--- START Given entries ---

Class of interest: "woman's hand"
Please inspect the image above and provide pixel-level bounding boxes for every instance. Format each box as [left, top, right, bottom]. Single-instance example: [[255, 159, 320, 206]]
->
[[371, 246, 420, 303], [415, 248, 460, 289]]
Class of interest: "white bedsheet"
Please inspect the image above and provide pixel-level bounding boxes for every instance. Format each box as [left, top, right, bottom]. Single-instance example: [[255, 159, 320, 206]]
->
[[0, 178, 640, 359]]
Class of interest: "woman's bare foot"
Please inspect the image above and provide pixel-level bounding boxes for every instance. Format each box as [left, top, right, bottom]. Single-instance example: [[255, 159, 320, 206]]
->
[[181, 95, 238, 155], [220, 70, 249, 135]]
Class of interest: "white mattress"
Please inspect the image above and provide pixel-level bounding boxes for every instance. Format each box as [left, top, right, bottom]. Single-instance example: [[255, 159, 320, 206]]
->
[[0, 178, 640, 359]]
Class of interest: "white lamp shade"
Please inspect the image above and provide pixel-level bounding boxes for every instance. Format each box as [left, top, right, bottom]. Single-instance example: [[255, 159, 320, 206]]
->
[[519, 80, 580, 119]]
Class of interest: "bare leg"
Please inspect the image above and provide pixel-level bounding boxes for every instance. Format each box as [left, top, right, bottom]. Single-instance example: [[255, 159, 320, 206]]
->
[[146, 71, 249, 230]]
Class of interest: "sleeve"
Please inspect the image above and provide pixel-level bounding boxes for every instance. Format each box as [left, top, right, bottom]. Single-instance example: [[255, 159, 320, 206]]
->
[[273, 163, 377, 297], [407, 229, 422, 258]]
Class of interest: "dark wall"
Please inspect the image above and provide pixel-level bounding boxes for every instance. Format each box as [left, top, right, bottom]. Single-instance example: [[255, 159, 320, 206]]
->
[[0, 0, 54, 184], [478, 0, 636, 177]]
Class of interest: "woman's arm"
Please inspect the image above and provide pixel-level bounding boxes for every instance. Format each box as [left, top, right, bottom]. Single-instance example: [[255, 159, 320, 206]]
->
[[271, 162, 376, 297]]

--- END Given entries ---
--- START Given entries ---

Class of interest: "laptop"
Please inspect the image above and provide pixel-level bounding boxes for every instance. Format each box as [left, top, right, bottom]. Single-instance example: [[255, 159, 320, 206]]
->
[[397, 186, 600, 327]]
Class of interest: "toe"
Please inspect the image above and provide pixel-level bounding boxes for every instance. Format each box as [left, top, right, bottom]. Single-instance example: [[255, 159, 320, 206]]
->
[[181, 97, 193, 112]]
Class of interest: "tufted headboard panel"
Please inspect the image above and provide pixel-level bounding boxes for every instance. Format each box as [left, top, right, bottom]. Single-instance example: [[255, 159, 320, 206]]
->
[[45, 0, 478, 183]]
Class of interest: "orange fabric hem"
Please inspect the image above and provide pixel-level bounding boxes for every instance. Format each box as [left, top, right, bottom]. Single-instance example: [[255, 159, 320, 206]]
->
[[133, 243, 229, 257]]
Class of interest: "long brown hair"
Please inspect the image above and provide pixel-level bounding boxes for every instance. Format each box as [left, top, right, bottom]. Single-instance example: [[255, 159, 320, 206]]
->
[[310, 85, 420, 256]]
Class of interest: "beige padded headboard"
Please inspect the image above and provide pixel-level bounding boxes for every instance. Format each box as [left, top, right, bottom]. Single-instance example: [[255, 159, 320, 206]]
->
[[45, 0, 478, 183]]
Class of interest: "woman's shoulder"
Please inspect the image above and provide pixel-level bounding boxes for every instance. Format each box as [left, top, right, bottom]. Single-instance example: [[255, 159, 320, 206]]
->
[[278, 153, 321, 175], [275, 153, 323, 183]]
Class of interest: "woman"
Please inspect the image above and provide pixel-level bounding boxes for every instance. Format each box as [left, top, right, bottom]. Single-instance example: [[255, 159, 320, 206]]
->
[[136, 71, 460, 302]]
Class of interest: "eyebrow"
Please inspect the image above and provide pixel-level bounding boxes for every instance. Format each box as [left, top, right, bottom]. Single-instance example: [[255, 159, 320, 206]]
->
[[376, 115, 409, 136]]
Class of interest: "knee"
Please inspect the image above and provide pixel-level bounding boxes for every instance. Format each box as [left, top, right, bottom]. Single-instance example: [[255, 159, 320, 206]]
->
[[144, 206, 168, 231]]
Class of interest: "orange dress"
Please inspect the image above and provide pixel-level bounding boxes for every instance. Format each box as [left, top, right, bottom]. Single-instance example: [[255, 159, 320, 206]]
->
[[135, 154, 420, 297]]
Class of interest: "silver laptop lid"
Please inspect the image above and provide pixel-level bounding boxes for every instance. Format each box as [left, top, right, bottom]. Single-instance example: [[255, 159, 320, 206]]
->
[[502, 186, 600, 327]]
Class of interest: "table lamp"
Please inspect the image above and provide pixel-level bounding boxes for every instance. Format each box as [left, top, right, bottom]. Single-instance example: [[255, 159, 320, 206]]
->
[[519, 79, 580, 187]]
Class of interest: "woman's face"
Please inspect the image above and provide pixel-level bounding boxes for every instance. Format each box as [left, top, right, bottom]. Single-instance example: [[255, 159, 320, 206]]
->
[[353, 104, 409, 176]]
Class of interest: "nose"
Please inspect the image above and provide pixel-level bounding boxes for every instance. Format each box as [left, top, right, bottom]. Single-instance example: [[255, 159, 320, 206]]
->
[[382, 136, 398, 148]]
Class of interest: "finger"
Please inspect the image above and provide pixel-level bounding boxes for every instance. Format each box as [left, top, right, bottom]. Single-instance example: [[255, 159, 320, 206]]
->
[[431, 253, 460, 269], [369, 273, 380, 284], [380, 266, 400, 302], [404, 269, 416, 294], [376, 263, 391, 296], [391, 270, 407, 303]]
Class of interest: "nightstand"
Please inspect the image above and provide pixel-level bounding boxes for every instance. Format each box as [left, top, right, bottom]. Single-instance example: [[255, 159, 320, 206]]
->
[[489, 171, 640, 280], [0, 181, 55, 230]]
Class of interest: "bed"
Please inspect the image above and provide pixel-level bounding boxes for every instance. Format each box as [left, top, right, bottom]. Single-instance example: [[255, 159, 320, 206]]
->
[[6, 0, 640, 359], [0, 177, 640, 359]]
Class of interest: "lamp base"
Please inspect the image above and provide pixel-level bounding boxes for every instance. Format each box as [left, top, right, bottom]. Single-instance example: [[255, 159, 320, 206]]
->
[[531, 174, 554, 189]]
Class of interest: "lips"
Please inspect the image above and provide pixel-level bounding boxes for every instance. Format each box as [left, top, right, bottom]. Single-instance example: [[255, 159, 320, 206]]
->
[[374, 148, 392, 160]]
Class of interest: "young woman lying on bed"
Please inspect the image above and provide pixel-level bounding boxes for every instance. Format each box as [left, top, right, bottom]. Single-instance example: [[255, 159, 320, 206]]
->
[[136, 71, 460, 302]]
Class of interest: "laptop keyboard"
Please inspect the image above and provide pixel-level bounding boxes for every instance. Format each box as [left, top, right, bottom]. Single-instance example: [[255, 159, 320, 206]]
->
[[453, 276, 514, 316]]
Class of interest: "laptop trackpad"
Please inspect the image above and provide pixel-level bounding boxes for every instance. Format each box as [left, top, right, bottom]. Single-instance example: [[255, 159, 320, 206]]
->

--- END Given entries ---

Please gather every line in the records above that contains the word "headboard", and copy each of those lines in full.

Final answer.
Class of interest: "tufted headboard panel"
Class of interest: "beige padded headboard"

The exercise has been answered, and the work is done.